WHAT YOU NEED TO DO — Tally the lines in the listing below that contain the word "clear". Reply with the number alone.
### RECORDS
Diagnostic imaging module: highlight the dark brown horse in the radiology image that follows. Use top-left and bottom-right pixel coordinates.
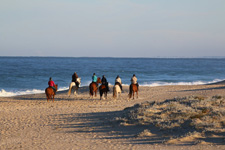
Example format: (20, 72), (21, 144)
(45, 84), (58, 102)
(129, 83), (138, 99)
(99, 84), (108, 100)
(89, 77), (102, 98)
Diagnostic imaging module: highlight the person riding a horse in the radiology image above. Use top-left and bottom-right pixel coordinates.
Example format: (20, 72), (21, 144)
(102, 75), (109, 91)
(48, 77), (56, 95)
(131, 74), (139, 88)
(92, 73), (98, 87)
(72, 72), (79, 88)
(115, 75), (123, 91)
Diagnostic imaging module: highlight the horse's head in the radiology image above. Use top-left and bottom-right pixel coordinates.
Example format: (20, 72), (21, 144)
(97, 77), (102, 84)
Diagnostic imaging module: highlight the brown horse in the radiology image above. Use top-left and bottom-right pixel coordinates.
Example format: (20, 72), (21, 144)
(99, 84), (108, 100)
(45, 84), (58, 102)
(89, 77), (102, 98)
(129, 83), (138, 99)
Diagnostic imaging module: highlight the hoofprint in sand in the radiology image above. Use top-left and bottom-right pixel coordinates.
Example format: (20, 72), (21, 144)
(0, 84), (225, 150)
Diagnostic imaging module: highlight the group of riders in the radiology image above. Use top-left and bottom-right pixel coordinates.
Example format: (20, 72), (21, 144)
(48, 72), (139, 94)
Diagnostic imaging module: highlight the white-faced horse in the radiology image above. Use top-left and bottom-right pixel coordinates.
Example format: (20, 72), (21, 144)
(68, 78), (81, 96)
(113, 84), (121, 99)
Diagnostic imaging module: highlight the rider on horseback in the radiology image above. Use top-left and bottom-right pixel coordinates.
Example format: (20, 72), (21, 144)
(102, 75), (109, 91)
(48, 77), (56, 94)
(92, 73), (98, 87)
(115, 75), (123, 91)
(72, 72), (79, 88)
(131, 74), (139, 88)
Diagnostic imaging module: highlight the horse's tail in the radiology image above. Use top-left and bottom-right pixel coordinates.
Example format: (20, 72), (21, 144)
(89, 84), (94, 95)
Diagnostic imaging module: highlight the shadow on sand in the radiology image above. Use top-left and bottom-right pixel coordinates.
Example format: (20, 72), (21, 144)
(48, 111), (225, 146)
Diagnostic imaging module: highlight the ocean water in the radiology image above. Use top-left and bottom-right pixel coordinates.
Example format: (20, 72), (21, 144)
(0, 57), (225, 97)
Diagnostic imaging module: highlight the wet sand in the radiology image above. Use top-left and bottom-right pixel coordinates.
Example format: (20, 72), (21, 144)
(0, 82), (225, 150)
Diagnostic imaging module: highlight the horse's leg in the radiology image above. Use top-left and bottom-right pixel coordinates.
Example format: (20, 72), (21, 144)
(137, 91), (138, 99)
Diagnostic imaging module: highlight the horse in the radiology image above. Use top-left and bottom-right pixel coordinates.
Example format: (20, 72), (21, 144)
(113, 84), (122, 99)
(99, 84), (108, 100)
(129, 83), (138, 99)
(89, 77), (102, 98)
(45, 84), (58, 102)
(68, 78), (81, 96)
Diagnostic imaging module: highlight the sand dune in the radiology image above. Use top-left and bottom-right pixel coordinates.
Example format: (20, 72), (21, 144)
(0, 83), (225, 150)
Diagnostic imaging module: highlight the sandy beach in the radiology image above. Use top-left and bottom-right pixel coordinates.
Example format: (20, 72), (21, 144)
(0, 82), (225, 150)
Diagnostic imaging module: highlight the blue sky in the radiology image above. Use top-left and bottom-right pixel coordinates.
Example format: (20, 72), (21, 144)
(0, 0), (225, 57)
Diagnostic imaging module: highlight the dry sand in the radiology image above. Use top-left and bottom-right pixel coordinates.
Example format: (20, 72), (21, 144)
(0, 82), (225, 150)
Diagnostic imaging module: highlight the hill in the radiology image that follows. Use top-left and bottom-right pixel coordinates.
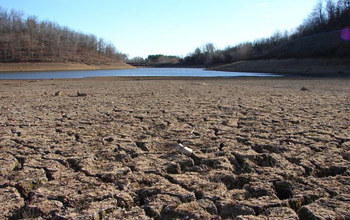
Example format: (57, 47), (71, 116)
(0, 8), (131, 71)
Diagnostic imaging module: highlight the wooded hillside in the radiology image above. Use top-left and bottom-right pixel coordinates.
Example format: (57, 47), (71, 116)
(0, 7), (126, 64)
(182, 0), (350, 66)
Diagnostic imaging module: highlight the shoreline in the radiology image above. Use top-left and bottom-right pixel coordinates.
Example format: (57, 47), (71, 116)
(207, 58), (350, 77)
(0, 77), (350, 219)
(0, 62), (135, 73)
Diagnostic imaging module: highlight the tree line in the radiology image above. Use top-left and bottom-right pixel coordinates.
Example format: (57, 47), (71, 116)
(137, 0), (350, 66)
(181, 0), (350, 66)
(0, 7), (126, 64)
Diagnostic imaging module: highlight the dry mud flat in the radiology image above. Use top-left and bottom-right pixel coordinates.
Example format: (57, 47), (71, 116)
(0, 78), (350, 219)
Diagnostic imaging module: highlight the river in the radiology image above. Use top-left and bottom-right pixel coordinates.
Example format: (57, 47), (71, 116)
(0, 68), (278, 79)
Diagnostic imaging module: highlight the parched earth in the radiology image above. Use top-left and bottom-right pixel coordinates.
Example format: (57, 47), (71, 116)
(0, 78), (350, 220)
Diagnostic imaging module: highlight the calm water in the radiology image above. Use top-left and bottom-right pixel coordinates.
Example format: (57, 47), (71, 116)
(0, 68), (276, 79)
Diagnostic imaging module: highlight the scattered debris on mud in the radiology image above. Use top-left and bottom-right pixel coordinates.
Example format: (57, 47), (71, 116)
(0, 78), (350, 219)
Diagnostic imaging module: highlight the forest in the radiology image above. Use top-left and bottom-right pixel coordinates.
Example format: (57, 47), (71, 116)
(0, 7), (126, 64)
(129, 0), (350, 67)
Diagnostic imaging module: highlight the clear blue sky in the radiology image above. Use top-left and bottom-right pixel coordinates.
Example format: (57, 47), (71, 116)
(0, 0), (317, 58)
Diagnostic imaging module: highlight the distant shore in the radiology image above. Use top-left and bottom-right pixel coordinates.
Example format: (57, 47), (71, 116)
(0, 62), (135, 72)
(209, 58), (350, 77)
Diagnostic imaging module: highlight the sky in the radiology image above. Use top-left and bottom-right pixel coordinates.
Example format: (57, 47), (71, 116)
(0, 0), (317, 58)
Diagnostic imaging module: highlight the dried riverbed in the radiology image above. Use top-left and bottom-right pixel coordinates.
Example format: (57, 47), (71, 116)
(0, 78), (350, 219)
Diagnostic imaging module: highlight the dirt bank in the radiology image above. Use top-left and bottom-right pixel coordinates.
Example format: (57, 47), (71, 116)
(0, 62), (134, 72)
(211, 59), (350, 77)
(0, 77), (350, 219)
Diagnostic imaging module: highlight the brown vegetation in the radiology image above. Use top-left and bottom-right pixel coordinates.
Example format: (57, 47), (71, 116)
(181, 0), (350, 66)
(0, 7), (126, 65)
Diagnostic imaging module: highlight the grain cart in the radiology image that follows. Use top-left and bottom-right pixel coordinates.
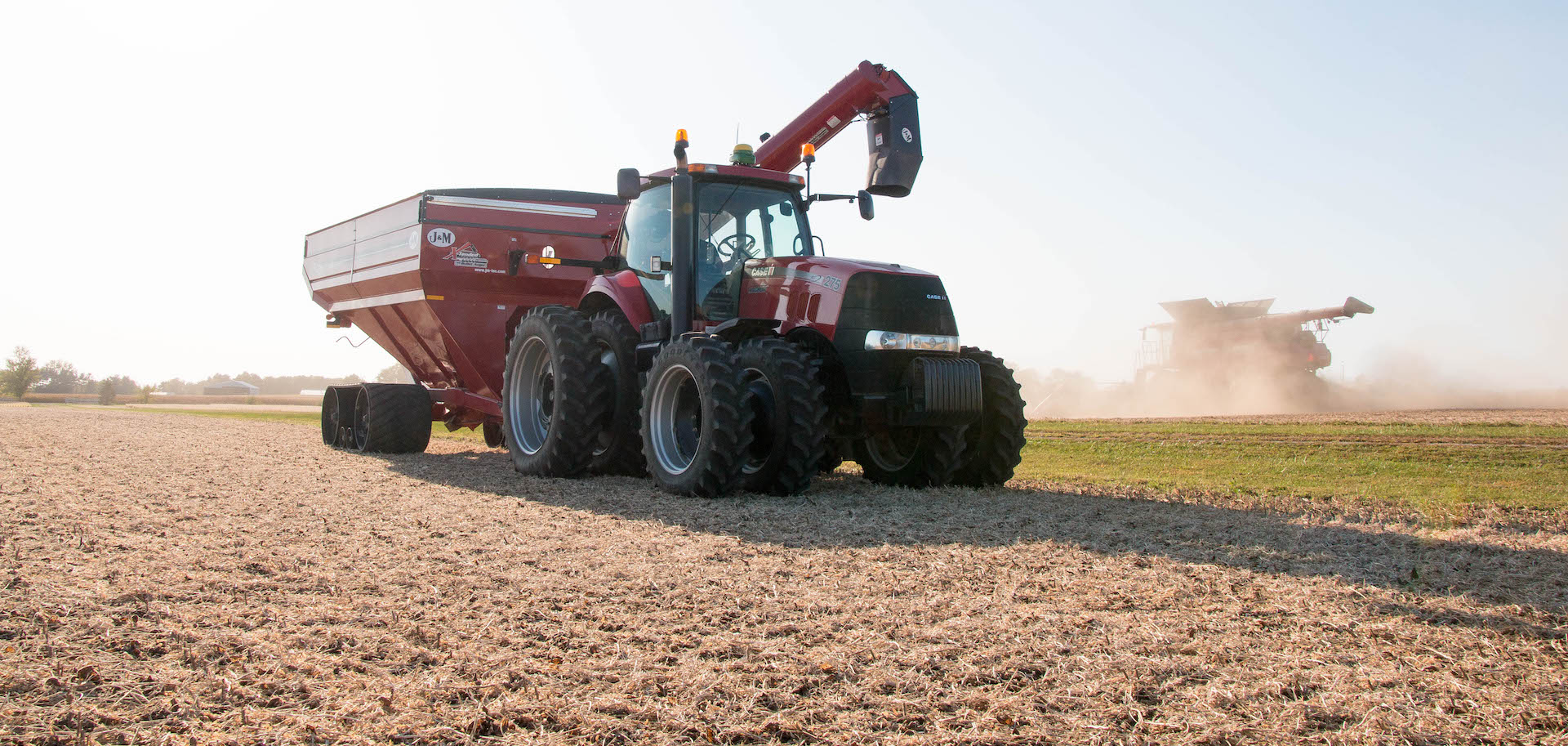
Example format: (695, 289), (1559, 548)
(305, 63), (1024, 495)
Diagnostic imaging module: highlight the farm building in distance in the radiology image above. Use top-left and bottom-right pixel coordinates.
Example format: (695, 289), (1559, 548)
(201, 381), (262, 396)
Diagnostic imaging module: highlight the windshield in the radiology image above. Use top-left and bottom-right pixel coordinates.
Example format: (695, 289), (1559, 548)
(621, 181), (813, 321)
(696, 181), (811, 263)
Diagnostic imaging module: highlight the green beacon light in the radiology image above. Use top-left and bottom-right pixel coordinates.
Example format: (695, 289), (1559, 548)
(729, 143), (757, 166)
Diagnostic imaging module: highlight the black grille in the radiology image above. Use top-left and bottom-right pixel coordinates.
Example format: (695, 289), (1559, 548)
(839, 273), (958, 338)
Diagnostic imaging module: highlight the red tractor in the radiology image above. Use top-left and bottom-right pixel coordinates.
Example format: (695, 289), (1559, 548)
(305, 63), (1024, 497)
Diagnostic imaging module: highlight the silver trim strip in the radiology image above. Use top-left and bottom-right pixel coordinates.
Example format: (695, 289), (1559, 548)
(326, 290), (425, 314)
(310, 257), (419, 290)
(425, 194), (599, 217)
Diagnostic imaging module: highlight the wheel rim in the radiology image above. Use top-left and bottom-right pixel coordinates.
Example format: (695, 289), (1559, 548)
(354, 389), (370, 449)
(648, 365), (702, 473)
(740, 369), (776, 473)
(593, 340), (624, 456)
(506, 337), (555, 456)
(866, 428), (920, 471)
(322, 391), (341, 445)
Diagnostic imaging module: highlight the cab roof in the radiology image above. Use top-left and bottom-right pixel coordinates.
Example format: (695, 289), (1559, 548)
(648, 163), (806, 190)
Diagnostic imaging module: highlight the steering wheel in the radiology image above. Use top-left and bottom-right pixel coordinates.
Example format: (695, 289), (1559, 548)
(714, 234), (757, 263)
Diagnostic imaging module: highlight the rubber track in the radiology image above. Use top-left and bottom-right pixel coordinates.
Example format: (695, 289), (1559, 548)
(588, 309), (648, 476)
(953, 346), (1029, 488)
(501, 306), (610, 478)
(361, 384), (430, 453)
(738, 337), (828, 495)
(641, 337), (751, 497)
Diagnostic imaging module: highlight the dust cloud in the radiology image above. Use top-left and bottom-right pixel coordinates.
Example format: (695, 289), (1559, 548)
(1016, 353), (1568, 420)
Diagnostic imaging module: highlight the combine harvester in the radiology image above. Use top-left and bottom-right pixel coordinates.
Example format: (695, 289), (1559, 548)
(1135, 297), (1374, 401)
(304, 63), (1024, 497)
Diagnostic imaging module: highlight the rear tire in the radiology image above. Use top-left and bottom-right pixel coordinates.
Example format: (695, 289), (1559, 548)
(735, 337), (828, 495)
(854, 427), (964, 488)
(641, 337), (751, 497)
(500, 306), (608, 476)
(953, 346), (1029, 488)
(588, 310), (648, 476)
(353, 384), (431, 453)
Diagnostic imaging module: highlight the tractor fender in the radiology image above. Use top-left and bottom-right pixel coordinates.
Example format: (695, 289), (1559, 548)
(577, 270), (654, 329)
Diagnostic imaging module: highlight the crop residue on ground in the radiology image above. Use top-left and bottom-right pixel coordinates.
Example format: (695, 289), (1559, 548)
(0, 408), (1568, 744)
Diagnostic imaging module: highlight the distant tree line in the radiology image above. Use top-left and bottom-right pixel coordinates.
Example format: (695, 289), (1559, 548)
(0, 346), (370, 396)
(157, 370), (363, 395)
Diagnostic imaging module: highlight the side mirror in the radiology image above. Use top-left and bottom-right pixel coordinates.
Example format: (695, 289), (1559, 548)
(615, 168), (643, 201)
(854, 190), (876, 220)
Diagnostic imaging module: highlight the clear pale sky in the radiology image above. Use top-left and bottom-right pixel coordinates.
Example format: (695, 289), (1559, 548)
(0, 2), (1568, 387)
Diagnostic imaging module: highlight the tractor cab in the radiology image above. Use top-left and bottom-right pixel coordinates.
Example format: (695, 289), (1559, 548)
(617, 164), (813, 324)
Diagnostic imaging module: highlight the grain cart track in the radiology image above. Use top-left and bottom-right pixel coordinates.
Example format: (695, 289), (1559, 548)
(0, 406), (1568, 743)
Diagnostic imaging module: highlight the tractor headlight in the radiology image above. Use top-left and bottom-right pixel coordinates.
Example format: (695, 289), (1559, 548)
(866, 329), (958, 353)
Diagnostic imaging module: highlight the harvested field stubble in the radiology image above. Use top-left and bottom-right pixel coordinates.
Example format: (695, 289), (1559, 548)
(0, 408), (1568, 743)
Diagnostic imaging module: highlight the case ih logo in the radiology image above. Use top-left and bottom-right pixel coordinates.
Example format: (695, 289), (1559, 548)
(441, 241), (489, 270)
######
RESULT OF THE EXERCISE — 2